**WORK ORDER**.
Each line below is to be repeated exactly; any picture is to be left out.

---------- DATASET EXTRACT ----------

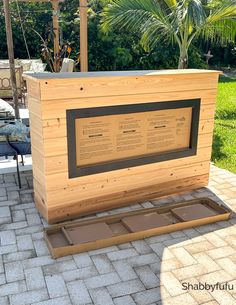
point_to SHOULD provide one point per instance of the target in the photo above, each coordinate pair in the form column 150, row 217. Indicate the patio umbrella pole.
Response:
column 11, row 57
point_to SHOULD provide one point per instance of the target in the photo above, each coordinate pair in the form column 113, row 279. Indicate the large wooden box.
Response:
column 101, row 140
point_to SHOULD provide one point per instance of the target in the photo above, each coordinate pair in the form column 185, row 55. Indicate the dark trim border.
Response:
column 73, row 114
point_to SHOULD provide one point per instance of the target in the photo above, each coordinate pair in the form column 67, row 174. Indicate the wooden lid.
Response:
column 193, row 212
column 89, row 233
column 145, row 222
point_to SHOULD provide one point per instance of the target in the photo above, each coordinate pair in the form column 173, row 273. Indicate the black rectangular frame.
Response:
column 73, row 114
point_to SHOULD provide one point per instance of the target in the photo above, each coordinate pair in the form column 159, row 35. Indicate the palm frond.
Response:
column 220, row 24
column 222, row 31
column 141, row 17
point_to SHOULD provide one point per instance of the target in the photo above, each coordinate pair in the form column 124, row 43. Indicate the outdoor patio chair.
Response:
column 14, row 141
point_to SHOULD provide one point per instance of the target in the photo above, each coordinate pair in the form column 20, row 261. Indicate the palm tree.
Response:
column 179, row 21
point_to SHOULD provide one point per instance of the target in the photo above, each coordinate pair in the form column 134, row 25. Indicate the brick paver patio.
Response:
column 144, row 272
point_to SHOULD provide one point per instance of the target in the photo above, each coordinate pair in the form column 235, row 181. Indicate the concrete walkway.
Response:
column 156, row 270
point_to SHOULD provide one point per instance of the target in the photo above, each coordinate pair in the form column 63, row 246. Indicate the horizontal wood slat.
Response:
column 56, row 213
column 108, row 86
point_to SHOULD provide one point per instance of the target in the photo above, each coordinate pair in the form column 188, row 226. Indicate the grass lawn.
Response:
column 224, row 142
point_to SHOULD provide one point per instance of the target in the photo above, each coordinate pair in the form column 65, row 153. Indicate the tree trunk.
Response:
column 183, row 59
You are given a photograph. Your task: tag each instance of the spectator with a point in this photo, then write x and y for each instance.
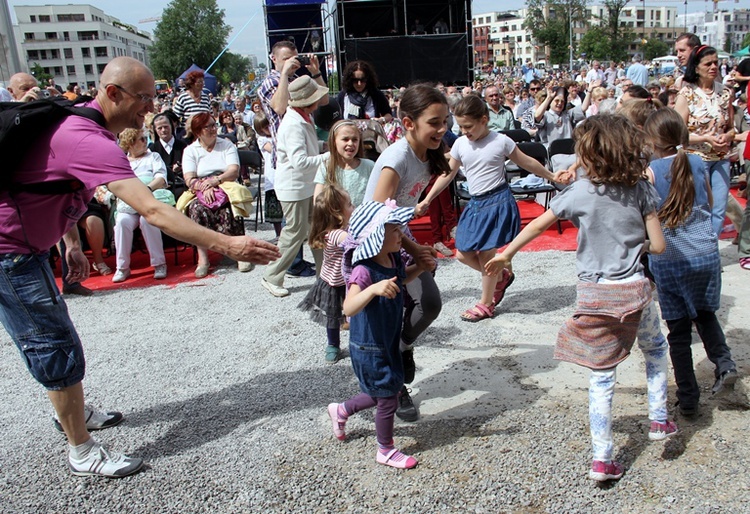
(152, 171)
(211, 165)
(360, 97)
(194, 99)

----------

**ANSWER BOX**.
point_to SHOULD provide one point per instance of the target in the photo above, each coordinate pair in the form column 150, row 217. Indicate the patio umbrella pole.
Response:
column 11, row 57
point_to SHOULD provide one point per instance of the target in the photo above, each coordinate pair in the form column 113, row 279. Indicate the large wooden box.
Response:
column 101, row 140
point_to SHOULD provide one point per instance of the target in the photo above, each coordinate pair in the form column 185, row 55. Indicate the dark trim border.
Response:
column 73, row 114
point_to SHOULD provide one point per instance of the target in the photo above, each coordinate pair in the form column 67, row 174. Indicate the wooden lid.
Response:
column 193, row 212
column 89, row 233
column 145, row 222
point_to SHOULD provide one point per instance of the target in the photo above, each coordinate pair in the form column 173, row 273. Indicate the black rectangular frame.
Response:
column 73, row 114
point_to SHOULD provide one point per instance of the target in the photo above, each coordinate pair in the form column 159, row 35. Indicate the palm frond.
Response:
column 220, row 24
column 222, row 31
column 141, row 17
point_to SHOULD provide one point per instance of the target in the photo above, each coordinate pair in the form column 124, row 43. Indicate the outdoor patio chair.
Response:
column 14, row 141
point_to SHOULD provide one point per instance of the target in the photo above, each coordinate pair in the form column 20, row 261. Indicate the palm tree.
Response:
column 179, row 21
point_to SHOULD provide one point per instance of the target in the photo above, each coordinate pair in the form column 134, row 25. Indicate the brick paver patio.
Response:
column 144, row 272
point_to SHOULD provide one point per instance of the target in the photo above, each coordinate pair in the form column 235, row 181. Indicate the concrete walkway.
Response:
column 156, row 270
point_to SHOULD provide one point per instance of the target in the photo above, each coordinate pair in the form column 63, row 246. Indicate the horizontal wood slat.
Response:
column 56, row 213
column 108, row 86
point_to SHOULD provide one point per instance of the target in the photo above, each coordinate pair in the form column 188, row 226. Indicate the grass lawn.
Response:
column 224, row 142
point_to SHOULD provide one point per instance of the target in the photo above, each coordinate pair in the form column 65, row 153. Indicate the tree trunk.
Response:
column 183, row 59
You are given a photograph. Your task: tag each instance of the spectator with a point in this photo, then write x and y for each instance.
(152, 171)
(211, 165)
(360, 97)
(194, 99)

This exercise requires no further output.